# Exercise goal
Report each line of the entries that includes "below" by copying it.
+++ Supplied data
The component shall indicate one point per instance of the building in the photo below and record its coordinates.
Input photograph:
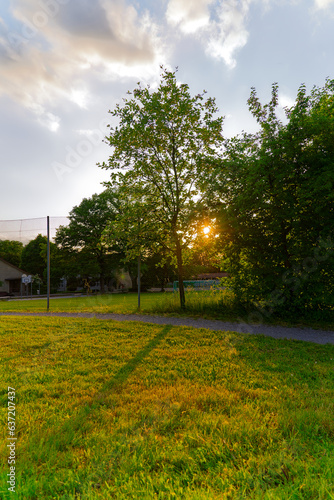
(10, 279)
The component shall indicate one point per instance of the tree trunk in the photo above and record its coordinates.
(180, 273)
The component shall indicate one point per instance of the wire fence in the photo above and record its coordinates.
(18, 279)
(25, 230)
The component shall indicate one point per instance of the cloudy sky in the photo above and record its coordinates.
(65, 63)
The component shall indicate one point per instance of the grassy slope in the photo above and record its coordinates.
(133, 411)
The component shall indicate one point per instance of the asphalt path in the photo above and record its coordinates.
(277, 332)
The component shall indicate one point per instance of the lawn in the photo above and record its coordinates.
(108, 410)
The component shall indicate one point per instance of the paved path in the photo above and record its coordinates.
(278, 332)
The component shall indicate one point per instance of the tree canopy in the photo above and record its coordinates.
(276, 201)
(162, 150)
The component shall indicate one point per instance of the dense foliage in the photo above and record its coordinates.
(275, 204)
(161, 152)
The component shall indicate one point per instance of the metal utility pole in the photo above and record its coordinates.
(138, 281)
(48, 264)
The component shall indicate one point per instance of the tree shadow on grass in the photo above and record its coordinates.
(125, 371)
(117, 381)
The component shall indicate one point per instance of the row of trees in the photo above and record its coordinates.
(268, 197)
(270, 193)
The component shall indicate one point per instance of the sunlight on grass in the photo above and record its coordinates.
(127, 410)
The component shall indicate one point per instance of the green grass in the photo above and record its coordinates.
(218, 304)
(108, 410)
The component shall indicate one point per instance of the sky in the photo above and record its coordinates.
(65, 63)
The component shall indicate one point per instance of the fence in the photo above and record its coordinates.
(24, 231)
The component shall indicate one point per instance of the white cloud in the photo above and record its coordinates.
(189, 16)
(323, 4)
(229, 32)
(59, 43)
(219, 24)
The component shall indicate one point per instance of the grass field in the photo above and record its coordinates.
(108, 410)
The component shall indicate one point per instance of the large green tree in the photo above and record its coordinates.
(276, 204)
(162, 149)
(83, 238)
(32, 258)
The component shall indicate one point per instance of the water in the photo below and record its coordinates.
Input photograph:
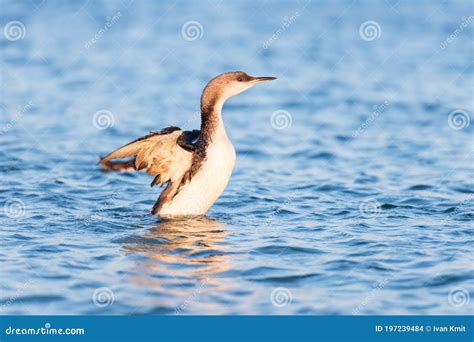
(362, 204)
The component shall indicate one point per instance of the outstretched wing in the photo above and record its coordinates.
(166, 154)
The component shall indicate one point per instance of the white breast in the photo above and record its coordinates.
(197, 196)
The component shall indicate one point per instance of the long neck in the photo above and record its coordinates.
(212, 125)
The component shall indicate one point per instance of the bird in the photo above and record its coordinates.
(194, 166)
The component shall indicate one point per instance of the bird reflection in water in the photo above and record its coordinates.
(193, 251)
++++++
+++ Supplied data
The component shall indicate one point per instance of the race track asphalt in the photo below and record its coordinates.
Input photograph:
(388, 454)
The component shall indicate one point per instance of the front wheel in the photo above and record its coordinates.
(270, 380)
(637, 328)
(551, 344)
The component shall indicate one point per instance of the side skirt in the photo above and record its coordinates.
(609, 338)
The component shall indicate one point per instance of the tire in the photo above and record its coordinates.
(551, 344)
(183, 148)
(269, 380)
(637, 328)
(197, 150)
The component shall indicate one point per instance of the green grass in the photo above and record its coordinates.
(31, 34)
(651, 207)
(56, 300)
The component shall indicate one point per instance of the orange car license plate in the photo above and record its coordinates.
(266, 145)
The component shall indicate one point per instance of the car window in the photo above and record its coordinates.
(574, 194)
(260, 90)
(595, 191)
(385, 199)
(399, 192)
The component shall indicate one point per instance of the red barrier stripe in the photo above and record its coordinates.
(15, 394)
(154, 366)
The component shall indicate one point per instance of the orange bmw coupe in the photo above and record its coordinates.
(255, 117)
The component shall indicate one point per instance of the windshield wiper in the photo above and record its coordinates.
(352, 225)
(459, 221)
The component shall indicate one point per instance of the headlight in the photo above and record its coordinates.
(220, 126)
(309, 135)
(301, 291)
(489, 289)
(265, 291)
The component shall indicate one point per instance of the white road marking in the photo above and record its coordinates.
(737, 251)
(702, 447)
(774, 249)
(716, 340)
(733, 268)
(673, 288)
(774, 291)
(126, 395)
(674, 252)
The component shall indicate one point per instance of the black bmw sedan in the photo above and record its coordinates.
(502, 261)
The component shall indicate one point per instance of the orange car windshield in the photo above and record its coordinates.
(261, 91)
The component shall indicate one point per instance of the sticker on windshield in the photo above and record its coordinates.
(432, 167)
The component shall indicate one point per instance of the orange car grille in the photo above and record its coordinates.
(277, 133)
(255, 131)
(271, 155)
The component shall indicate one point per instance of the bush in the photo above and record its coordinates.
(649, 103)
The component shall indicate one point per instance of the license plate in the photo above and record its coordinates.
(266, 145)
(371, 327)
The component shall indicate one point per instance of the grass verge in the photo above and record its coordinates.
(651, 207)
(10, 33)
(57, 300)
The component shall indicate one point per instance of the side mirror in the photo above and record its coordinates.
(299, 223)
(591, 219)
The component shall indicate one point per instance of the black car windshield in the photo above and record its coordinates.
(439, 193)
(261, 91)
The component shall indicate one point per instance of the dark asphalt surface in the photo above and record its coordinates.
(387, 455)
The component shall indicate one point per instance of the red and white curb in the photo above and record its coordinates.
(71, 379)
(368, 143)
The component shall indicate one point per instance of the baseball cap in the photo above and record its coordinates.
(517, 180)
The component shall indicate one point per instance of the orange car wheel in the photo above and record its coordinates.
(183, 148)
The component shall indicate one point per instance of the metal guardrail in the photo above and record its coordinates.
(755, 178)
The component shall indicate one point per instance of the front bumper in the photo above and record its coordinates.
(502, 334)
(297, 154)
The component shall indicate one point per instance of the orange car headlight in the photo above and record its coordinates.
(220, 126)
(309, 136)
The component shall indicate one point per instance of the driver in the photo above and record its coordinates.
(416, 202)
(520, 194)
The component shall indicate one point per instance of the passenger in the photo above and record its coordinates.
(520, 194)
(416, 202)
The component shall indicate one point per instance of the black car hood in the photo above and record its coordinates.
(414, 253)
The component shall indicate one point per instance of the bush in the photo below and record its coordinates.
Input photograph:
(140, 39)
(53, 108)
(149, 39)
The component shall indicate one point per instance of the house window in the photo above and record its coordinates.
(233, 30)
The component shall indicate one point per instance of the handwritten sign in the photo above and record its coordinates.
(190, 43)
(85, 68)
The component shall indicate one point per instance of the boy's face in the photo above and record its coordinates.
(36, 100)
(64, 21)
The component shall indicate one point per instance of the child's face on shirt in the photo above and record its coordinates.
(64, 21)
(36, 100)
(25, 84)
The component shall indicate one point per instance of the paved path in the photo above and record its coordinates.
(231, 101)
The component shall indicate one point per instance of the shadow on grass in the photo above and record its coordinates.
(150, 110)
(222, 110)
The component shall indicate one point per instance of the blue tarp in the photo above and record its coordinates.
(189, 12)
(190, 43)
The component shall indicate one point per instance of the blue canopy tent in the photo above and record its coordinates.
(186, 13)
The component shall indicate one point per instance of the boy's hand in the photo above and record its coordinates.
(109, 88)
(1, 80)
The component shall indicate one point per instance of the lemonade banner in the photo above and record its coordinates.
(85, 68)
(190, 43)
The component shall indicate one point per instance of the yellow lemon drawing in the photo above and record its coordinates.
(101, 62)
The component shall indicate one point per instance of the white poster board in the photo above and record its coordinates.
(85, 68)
++++++
# Result of the exercise
The component shall indicate one point per instance of the building in the photo below and record its coordinates.
The component shall indicate one point per instance of the water in the photo below and record its coordinates.
The component shall indicate one point per instance of the race track asphalt in the photo below and record its coordinates.
The component shall indicate one point per instance of the bush in the photo below and record its coordinates.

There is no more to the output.